### PROBLEMS AND TASKS
(a) From the coating composition text, return the passage between "Thus, the amount" and "content of the polyurethane dispersion.", inclusive, copied word for word.
(b) Condense the paragraph of the coating composition text that begins "The coatings obtained from the claimed coating compositions" into a short list that keeps its main figures.

### SUPPLIED TEXT
---------------

The Minimum Film Forming Temperature (MFFT) of the coating composition should preferably be in the range of 0 ℃ to 30 ℃. For example, the MFFT of the coating composition may be in the range of 0 ℃ to 25 ℃, such as in the range of 0 ℃ to 20 ℃. The MFFT may be determined, for example, by a method according to ISO 2115.

The dry hardening time of the coating composition is typically achieved in the range of 15 to 180 minutes, such as in the range of 30 to 120 minutes, such as 30 to 90 minutes, such as 40 to 60 minutes, as measured according to ISO 9117-4 at 23 ℃ and 50% humidity.

The coatings obtained from the claimed coating compositions typically show an elongation at break in the range of about 50% to about 250%. Preferably, the elongation at break is at least 100%, such as at least 120% or 140% or 160%, preferably at least 180%. The tensile strength at break of the coating is typically in the range of about 5MPa to about 30MPa, preferably at least 10MPa.

Main composition

The main composition according to the invention comprises an aqueous dispersion of one or more aliphatic polyurethanes, such as an aqueous dispersion of one or more aliphatic polyurethanes based on polyester diols; and/or an aqueous dispersion of one or more aliphatic polyurethanes based on polycarbonate diols.

The fraction of the one or more aqueous polyurethane dispersions may vary based on the total weight of the primary composition and depends, for example, on the level of solids content in the dispersion.

The aqueous polyurethane dispersion is typically present in the primary composition in an amount of between 30-70wt%, based on the total weight of the primary composition. For example, the polyurethane dispersion may advantageously be present in an amount of 40 to 70wt%, preferably about 50 to 70wt%, such as about 55 to 65wt% of the primary composition.

The solids content of the polyurethane dispersion is generally between 20 and 60% by weight, based on the total weight of the polyurethane dispersion. For example, the solids content of the polyurethane dispersion may be between 20 and 50wt%, such as between 20 and 45wt%, such as between 20 and 40wt%, such as between 20 and 30wt% or between 30 and 40 wt%.

Thus, the amount of polyurethane resin in the primary composition is typically in the range of about 5 to 50wt% based on the total weight of the primary composition. For example, the amount of polyurethane resin in the primary composition may be in the range of about 5-40% or about 10-50%, such as in the range of about 10-40% or 10-30% or 20-40% by weight. The person skilled in the art can easily calculate the amount of polyurethane resin in the main composition by multiplying the amount of polyurethane dispersion in the main composition by the solids content of the polyurethane dispersion.

In a preferred embodiment, the primary composition a) comprises i) an aqueous dispersion of one or more aliphatic polyurethanes based on polyester diols; and/or ii) an aqueous dispersion of one or more aliphatic polyurethanes based on polycarbonate diols.

---------------

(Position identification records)
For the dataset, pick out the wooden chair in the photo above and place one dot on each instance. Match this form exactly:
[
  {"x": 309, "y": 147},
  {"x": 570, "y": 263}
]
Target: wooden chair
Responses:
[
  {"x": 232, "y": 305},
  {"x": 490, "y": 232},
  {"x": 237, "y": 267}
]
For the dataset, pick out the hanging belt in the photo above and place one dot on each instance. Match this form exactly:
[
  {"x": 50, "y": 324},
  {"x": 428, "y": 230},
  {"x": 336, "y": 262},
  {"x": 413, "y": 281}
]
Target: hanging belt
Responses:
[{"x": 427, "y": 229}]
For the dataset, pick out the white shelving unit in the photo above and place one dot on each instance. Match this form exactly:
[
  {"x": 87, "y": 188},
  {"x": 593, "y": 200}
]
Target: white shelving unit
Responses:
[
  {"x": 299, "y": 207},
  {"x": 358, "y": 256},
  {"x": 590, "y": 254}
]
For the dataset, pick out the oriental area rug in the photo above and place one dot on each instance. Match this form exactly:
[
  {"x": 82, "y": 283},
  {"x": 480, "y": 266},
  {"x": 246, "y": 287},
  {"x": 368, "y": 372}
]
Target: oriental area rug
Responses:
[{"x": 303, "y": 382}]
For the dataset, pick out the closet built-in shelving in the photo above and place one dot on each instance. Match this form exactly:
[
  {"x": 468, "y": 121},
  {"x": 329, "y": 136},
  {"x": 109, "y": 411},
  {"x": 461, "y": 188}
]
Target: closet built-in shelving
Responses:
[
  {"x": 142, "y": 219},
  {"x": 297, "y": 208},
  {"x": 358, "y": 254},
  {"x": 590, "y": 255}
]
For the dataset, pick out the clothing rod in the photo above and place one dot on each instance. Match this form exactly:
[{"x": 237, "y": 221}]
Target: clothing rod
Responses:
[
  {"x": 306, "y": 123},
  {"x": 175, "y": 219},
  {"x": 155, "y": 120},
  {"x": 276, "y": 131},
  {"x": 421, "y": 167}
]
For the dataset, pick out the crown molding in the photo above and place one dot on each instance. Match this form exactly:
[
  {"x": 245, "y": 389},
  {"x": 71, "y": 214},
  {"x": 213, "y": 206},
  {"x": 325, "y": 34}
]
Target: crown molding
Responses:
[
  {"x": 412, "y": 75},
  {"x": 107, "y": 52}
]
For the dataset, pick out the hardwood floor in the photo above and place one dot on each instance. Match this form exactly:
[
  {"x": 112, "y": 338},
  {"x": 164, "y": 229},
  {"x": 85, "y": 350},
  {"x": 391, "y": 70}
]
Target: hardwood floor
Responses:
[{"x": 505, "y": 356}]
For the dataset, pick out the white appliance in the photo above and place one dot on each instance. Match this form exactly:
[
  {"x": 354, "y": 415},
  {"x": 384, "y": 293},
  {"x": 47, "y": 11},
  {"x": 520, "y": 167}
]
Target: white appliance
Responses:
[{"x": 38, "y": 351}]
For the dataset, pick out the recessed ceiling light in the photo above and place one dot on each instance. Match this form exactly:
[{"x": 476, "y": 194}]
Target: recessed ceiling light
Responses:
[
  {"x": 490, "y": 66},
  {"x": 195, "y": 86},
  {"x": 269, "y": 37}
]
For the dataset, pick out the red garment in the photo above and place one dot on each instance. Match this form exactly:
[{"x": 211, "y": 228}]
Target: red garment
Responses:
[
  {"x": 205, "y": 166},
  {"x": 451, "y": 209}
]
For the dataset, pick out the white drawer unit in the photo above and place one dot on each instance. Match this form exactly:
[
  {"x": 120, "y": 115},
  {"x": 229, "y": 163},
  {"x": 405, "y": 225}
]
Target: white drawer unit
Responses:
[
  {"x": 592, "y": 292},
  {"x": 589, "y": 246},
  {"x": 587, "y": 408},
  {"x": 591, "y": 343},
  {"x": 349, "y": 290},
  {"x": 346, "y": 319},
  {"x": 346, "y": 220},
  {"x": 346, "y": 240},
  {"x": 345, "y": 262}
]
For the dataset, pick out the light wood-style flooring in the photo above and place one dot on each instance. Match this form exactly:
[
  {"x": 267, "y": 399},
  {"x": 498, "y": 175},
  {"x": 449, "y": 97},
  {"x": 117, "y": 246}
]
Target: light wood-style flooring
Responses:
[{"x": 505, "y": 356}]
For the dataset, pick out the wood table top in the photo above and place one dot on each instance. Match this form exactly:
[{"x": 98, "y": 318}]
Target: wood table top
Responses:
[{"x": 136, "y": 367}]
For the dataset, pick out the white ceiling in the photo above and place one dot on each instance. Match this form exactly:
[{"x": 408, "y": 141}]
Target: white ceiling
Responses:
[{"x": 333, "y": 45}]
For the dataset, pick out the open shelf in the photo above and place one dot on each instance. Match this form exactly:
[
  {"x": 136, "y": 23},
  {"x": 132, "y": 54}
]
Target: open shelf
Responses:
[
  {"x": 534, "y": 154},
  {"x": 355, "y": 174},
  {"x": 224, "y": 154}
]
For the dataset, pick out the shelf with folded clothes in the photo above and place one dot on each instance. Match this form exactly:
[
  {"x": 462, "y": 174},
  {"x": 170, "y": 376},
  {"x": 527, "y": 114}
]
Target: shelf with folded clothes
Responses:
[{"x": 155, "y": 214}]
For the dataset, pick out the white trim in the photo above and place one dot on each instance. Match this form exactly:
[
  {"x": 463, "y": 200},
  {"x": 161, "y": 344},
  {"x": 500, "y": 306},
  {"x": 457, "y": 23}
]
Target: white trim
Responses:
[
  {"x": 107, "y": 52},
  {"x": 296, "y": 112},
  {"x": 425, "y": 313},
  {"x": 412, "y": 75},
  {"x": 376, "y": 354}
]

---------------

### OUTPUTS IN ORDER
(a)
Thus, the amount of polyurethane resin in the primary composition is typically in the range of about 5 to 50wt% based on the total weight of the primary composition. For example, the amount of polyurethane resin in the primary composition may be in the range of about 5-40% or about 10-50%, such as in the range of about 10-40% or 10-30% or 20-40% by weight. The person skilled in the art can easily calculate the amount of polyurethane resin in the main composition by multiplying the amount of polyurethane dispersion in the main composition by the solids content of the polyurethane dispersion.

(b)
- Elongation at break: typically about 50% to about 250%; preferably at least 100% (such as at least 120%, 140% or 160%), preferably at least 180%
- Tensile strength at break: typically about 5MPa to about 30MPa; preferably at least 10MPa